Problem description ▸ The required output is the line that contains "Practice step: find every instance of the gerbil's mouth" plus every line after it in the listing below, copied exactly as it appears.

(Dataset records about object locations)
- - - - - - -

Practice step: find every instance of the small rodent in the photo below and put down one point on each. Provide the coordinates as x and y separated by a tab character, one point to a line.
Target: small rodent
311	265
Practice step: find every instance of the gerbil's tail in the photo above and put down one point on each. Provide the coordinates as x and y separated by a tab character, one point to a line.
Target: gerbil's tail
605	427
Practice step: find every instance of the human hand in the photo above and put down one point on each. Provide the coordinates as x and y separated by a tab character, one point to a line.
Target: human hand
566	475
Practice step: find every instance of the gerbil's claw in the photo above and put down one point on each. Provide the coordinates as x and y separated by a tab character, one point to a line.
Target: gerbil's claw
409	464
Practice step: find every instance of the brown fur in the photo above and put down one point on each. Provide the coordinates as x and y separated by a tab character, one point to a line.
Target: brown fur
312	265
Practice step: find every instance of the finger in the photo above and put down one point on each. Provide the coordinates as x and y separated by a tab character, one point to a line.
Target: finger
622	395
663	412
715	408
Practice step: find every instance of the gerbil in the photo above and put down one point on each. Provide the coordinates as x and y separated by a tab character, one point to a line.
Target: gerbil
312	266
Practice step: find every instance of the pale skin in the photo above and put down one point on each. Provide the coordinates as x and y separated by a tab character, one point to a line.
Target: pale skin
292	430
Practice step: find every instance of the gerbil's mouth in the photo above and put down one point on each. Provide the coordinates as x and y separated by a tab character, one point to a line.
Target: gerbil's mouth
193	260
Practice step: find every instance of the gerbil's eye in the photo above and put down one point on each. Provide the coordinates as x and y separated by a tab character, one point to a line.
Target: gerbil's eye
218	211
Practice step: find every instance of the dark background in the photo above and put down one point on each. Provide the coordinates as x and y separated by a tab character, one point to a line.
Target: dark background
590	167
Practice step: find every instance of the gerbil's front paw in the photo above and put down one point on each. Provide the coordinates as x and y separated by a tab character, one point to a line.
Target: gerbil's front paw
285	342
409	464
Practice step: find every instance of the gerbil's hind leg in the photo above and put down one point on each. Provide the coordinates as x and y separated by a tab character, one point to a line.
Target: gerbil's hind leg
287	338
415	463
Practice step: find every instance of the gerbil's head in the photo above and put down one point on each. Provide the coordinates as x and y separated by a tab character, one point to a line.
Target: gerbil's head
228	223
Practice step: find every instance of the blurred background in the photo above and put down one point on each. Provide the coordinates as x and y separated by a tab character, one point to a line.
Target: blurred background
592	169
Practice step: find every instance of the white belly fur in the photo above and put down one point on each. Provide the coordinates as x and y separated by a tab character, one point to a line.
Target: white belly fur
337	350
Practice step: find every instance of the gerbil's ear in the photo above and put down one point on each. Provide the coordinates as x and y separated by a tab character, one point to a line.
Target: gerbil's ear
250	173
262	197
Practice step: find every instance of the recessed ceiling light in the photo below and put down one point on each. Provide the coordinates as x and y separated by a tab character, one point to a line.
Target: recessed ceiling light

- - - - - - -

Exercise response ▸
Practice step: find every instance of the gerbil's mouth in the photo above and put down one point on each. Provide the coordinates as x and y separated by a tab character, one point to a line.
Target: gerbil's mouth
193	260
Practice step: find every instance of the gerbil's eye in the photo above and put down one point on each. Provide the coordinates as x and y separated by a tab character, one point to a line.
Target: gerbil's eye
218	211
Practice step: find every instance of the dark background in the photo above and put down one point on each. Provide the coordinates as x and y separated by a tab character, one point to a line.
Target: dark background
590	167
Practice step: find every instance of the gerbil's front paw in the photo above and put down one point on each. Provide the coordinates as x and y separated by a tab character, one point to a line.
Target: gerbil's front paw
285	342
409	464
Practice step: find every instance of the gerbil's hind leg in the photo above and put down one point on each. Provide the coordinates as x and y separated by a tab character, one point to a line.
Target: gerbil's hind leg
287	338
415	463
Practice step: find every instance of the gerbil's head in the photo above and put down one point on each. Provide the coordinates as x and y separated by a tab character, one point to a line.
Target: gerbil's head
228	223
Practice step: find every instance of the blurred background in the photo above and put down one point on each. Provide the coordinates as x and y separated by a tab character, one point to a line.
Target: blurred background
592	169
Practice step: find every instance of the white belly fur in the photo above and put down one point on each. Provide the coordinates as x and y separated by a tab character, one point to a line.
Target: white belly fur
337	350
Practice step: find every instance of the gerbil's ear in the photo above and put down one point on each. Provide the coordinates as x and y separated by a tab character, one point to a line.
Target: gerbil's ear
250	173
262	197
Practice step: find every instance of the recessed ceiling light in the photo below and put down one point on each. Provide the coordinates as x and y separated by a tab character, one point to a line.
Target: recessed ceiling light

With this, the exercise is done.